• **Extract to read**:
# # # # # # #
And note that, additional to the measured quantities, most pasta recipes expect considerable (usually unaccounted) flour pick-up during kneading and rolling.

These recipes aren't tablets of stone.

Roll your own!

100g flour to each egg is a fairly standard starting point. Then tweak it to your taste, your flour, your eggs, etc ...

Right now, I'm reading a lot of good sense in Katie Caldesi's "The Italian Cookery Course" (Is it called 'Cook Italy' in the USA? - ADDED - Yes and it has been deliberately 'improved' with volume measures instead of metric weights! Oh dear ...)

Interesting (retrospectively obvious) point about surface texture - hand rolling on the exposed grain of a well-worn wooden tabletop (or a floured Italian tablecloth) produces a textured, sauce-grabbing surface, quite unlike that produced by smooth metal rollers.
# # # # # # #
• **Extracted information**:

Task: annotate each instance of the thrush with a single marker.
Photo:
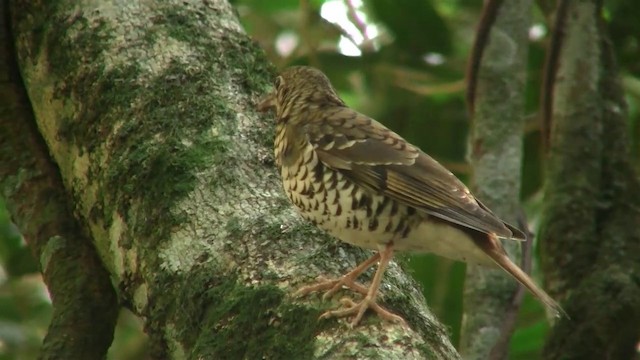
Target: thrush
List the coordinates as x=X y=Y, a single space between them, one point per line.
x=364 y=184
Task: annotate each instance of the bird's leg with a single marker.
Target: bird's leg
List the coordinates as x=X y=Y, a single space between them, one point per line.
x=348 y=280
x=369 y=301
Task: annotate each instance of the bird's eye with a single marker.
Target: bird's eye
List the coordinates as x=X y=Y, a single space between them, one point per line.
x=278 y=82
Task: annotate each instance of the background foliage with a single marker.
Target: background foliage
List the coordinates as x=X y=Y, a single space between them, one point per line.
x=400 y=61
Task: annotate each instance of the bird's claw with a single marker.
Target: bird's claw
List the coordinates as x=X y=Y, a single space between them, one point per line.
x=331 y=286
x=358 y=309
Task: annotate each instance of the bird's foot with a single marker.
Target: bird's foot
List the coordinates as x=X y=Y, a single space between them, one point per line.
x=349 y=307
x=331 y=286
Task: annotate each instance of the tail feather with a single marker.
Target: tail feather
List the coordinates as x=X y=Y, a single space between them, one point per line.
x=498 y=255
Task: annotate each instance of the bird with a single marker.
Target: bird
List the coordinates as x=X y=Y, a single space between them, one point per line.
x=364 y=184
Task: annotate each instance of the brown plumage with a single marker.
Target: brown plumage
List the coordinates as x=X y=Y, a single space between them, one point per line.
x=367 y=186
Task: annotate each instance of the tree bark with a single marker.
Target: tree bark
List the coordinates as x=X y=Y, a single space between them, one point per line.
x=590 y=233
x=85 y=306
x=496 y=151
x=148 y=111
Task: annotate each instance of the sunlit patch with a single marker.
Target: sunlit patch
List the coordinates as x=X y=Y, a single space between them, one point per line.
x=537 y=32
x=286 y=43
x=337 y=12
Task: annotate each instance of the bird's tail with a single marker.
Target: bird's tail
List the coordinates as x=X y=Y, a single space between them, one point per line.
x=498 y=255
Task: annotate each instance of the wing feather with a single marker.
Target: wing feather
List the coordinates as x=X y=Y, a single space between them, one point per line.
x=380 y=160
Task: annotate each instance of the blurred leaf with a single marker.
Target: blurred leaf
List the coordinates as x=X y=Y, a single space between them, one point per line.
x=416 y=25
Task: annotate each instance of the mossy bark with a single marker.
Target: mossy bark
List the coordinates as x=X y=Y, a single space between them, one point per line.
x=590 y=233
x=84 y=302
x=148 y=111
x=496 y=153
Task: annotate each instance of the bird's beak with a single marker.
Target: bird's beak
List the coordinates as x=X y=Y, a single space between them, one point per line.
x=267 y=102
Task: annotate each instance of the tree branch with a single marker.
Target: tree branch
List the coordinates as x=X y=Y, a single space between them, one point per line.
x=496 y=156
x=148 y=111
x=85 y=307
x=590 y=233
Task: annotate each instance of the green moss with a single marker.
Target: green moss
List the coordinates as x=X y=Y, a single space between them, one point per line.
x=267 y=325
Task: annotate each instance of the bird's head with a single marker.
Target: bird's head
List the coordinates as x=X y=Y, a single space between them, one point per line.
x=298 y=90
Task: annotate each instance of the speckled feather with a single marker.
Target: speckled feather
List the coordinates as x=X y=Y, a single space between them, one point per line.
x=366 y=185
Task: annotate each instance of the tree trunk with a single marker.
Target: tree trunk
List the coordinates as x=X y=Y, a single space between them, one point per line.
x=148 y=111
x=496 y=100
x=590 y=233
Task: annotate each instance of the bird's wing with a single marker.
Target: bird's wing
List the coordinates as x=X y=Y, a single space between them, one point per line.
x=378 y=159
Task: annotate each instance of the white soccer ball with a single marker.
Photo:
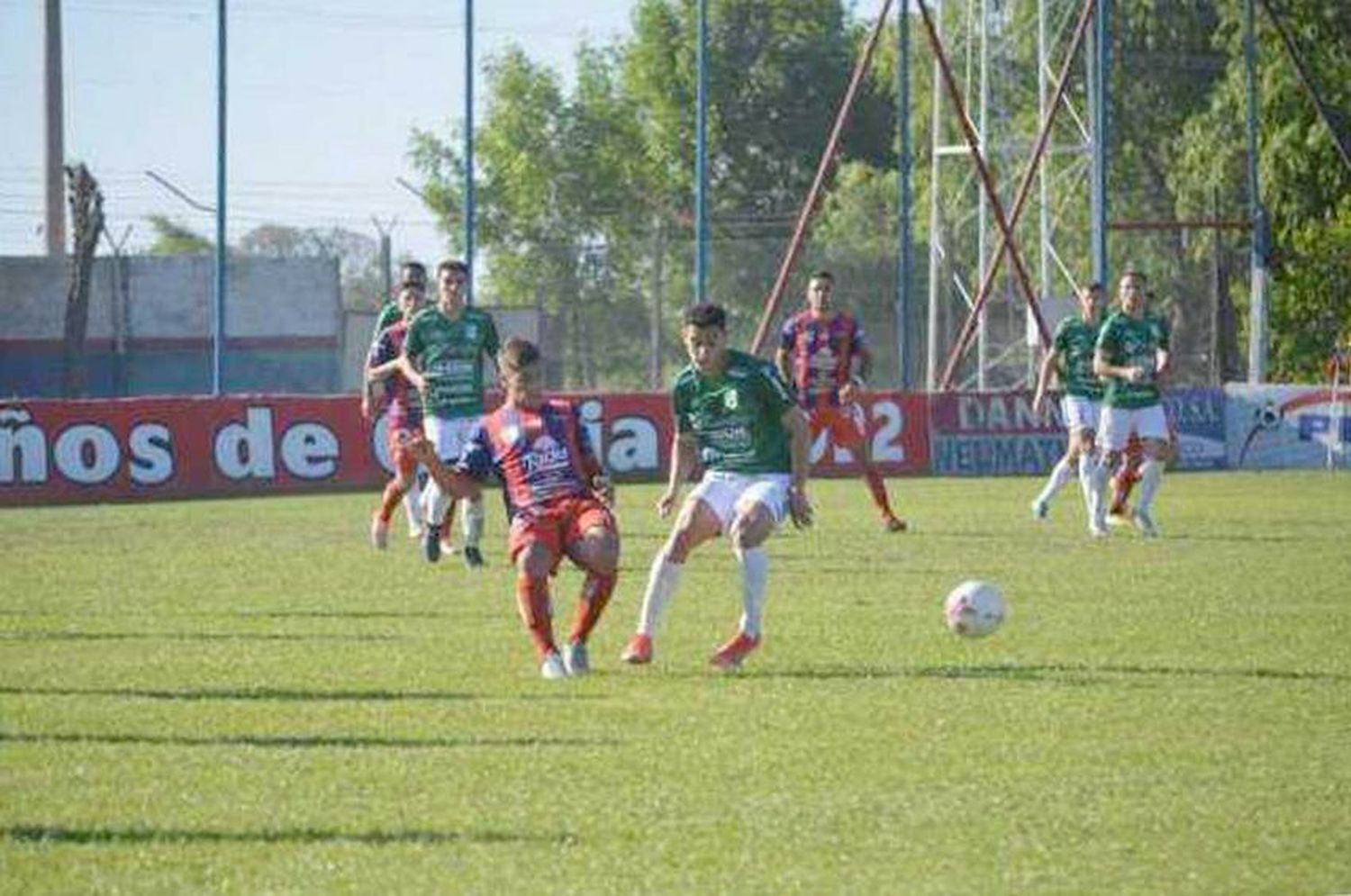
# # # # # # #
• **What is asked**:
1/ Retype the passage from the pasta notes from "And note that, additional" up to and including "Oh dear ...)".
2/ The pasta notes give 100g of flour per egg as a starting point. List each thing they name that this ratio should be tweaked to.

• **Answers in order**:
1/
And note that, additional to the measured quantities, most pasta recipes expect considerable (usually unaccounted) flour pick-up during kneading and rolling.

These recipes aren't tablets of stone.

Roll your own!

100g flour to each egg is a fairly standard starting point. Then tweak it to your taste, your flour, your eggs, etc ...

Right now, I'm reading a lot of good sense in Katie Caldesi's "The Italian Cookery Course" (Is it called 'Cook Italy' in the USA? - ADDED - Yes and it has been deliberately 'improved' with volume measures instead of metric weights! Oh dear ...)

2/
- your taste
- your flour
- your eggs